Selected excerpt

-=-=-

- Theatrical release poster
- Directed by: Deborah Kaplan; Harry Elfont;
- Written by: Deborah Kaplan; Harry Elfont;
- Produced by: Jenno Topping; Betty Thomas;
- Starring: Ethan Embry; Charlie Korsmo; Lauren Ambrose; Peter Facinelli; Seth Green; Jennifer Love Hewitt;
- Cinematography: Lloyd Ahern
- Edited by: Michael Jablow
- Music by: David Kitay; Matthew Sweet;
- Production companies: Columbia Pictures; Tall Trees Productions;
- Distributed by: Sony Pictures Releasing
- Release date: June 12, 1998;
- Running time: 101 minutes
- Country: United States
- Language: English
- Budget: $10–13 million
- Box office: $25.6 million

= Can't Hardly Wait =

Can't Hardly Wait is a 1998 American teen romantic comedy film written and directed by Deborah Kaplan and Harry Elfont. It stars an ensemble cast including Ethan Embry, Charlie Korsmo, Lauren Ambrose, Peter Facinelli, Seth Green, and Jennifer Love Hewitt, and contains a number of "before-they-were-famous" appearances by teen stars. The story takes place at a high school graduation party.

The film received mixed reviews from critics. It grossed a total of $25 million at the North American domestic box office, against a production budget of $10 million. The soundtrack peaked at number 25 on the Billboard 200 chart.

==Plot==

In 1998, the senior class of suburban high school Huntington Hillside High are attending a graduation party at the house of a rich class member. Among them is Preston Meyers, an outsider who plans to proclaim his secret four-year-long love to Amanda Beckett.

Amanda, the most popular girl in school and the senior class prom queen, has been dumped by popular jock Mike Dexter. His classmate William Lichter targets him, plotting revenge against Mike for years of bullying. Kenny Fisher is a wannabe thug who plans on losing his virginity by the end of the night.

Amanda is consoled by her popular girlfriends, but realizes she has nothing in common with them. She tries to figure out if she has an identity beyond only being known as "Mike Dexter's girlfriend".

Amanda discovers a letter addressed to her by Preston and, moved by its contents, makes it her mission to find him, though she does not know what he looks like and no one she asks gives any helpful descriptions. Meanwhile, Preston's antisocial best friend Denise Fleming and Kenny accidentally lock themselves inside a bathroom away from the party, where they talk about their old friendship and how they had drifted apart. Their conversation leads to the restoration of their friendship and escalates into them having sex.

A graduate from Mike's high school, Trip McNeely, tells him that guys like them are "a dime a dozen" in college. Trip emphasizes how he dumped his girlfriend in the same fashion that Mike did to "score" with other women and was unsuccessful. Terrified of this prospect, Mike tries to get Amanda back, but she is happier without him and humiliates him in front of everyone there.

After seeing the school jock turned down, multiple guys begin to hit on Amanda, much to her disgust. Preston finds her and professes his love, but as she still has not learned what he looks like, she assumes he is another pervert and rejects him in front of the entire party. Amanda later realizes her mistake when she sees Preston's yearbook picture and tries to find him, but he has already driven home in disappointment.

-=-=-

Data lines

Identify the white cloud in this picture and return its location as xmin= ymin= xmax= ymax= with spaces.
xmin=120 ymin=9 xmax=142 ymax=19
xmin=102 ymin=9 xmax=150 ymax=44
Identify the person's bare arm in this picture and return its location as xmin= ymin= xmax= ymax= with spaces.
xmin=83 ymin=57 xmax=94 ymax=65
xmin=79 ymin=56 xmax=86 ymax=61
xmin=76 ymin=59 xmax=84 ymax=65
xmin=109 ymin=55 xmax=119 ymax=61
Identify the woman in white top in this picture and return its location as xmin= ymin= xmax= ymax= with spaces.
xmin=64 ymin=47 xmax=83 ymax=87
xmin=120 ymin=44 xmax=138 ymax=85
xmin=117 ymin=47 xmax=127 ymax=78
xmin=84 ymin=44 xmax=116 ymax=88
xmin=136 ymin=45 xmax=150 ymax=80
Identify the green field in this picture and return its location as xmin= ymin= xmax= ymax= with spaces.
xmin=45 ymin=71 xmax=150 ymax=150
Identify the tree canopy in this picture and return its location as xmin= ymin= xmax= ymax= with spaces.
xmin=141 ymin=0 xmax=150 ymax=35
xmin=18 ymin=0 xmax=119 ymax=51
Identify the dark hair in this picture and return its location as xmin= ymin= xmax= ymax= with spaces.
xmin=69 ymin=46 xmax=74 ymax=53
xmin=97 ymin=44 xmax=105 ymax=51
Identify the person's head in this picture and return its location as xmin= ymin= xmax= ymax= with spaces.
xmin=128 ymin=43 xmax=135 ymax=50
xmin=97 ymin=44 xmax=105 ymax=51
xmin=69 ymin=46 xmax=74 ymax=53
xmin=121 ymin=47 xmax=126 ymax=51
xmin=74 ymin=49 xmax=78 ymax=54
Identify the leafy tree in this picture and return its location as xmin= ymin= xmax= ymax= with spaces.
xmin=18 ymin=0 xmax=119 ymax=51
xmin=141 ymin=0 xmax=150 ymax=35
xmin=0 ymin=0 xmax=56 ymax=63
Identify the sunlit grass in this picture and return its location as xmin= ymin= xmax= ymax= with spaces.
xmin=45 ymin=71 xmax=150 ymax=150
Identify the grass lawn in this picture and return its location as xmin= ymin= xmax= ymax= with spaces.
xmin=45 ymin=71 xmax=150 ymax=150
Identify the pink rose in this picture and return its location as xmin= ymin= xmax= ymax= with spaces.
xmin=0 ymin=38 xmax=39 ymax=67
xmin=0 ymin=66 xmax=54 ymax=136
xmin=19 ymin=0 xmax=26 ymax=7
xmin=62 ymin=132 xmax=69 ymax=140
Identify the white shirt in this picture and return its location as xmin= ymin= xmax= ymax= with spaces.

-=-=-

Requests
(1) Answer these questions from the Can't Hardly Wait article:
(a) Who handled the film's cinematography?
(b) What position did the soundtrack reach on the Billboard 200 chart?
(c) What is the name of the high school whose senior class attends the party?
(2) Quote the Can't Hardly Wait article word for word, starting at "In 1998, the" and ending at "of the night.".
The lines come from a separate source, not from the Can't Hardly Wait article.

Answers to each task
(1)
(a) Lloyd Ahern
(b) Number 25
(c) Huntington Hillside High

(2)
In 1998, the senior class of suburban high school Huntington Hillside High are attending a graduation party at the house of a rich class member. Among them is Preston Meyers, an outsider who plans to proclaim his secret four-year-long love to Amanda Beckett.

Amanda, the most popular girl in school and the senior class prom queen, has been dumped by popular jock Mike Dexter. His classmate William Lichter targets him, plotting revenge against Mike for years of bullying. Kenny Fisher is a wannabe thug who plans on losing his virginity by the end of the night.